Print every line of the records below word for word, omitting the pictures.
Start RECORDS SUPPLIED
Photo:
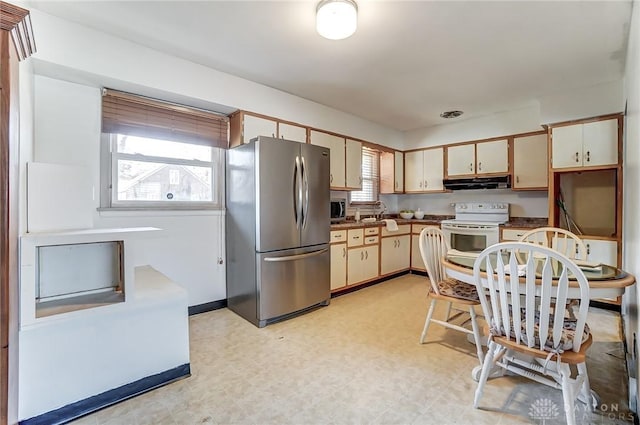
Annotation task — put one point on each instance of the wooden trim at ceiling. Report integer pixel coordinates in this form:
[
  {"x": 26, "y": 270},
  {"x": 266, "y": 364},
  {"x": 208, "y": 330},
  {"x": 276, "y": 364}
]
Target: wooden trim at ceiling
[
  {"x": 4, "y": 224},
  {"x": 17, "y": 21}
]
End RECORDS SUPPLIED
COMPLETE RESPONSE:
Photo:
Annotation task — put one point on each instance of the wooden trim at ceiling. Report integer pixel coordinates in this form:
[
  {"x": 26, "y": 270},
  {"x": 266, "y": 364},
  {"x": 208, "y": 330},
  {"x": 276, "y": 364}
]
Target: wooden trim at ceiling
[
  {"x": 4, "y": 224},
  {"x": 17, "y": 21}
]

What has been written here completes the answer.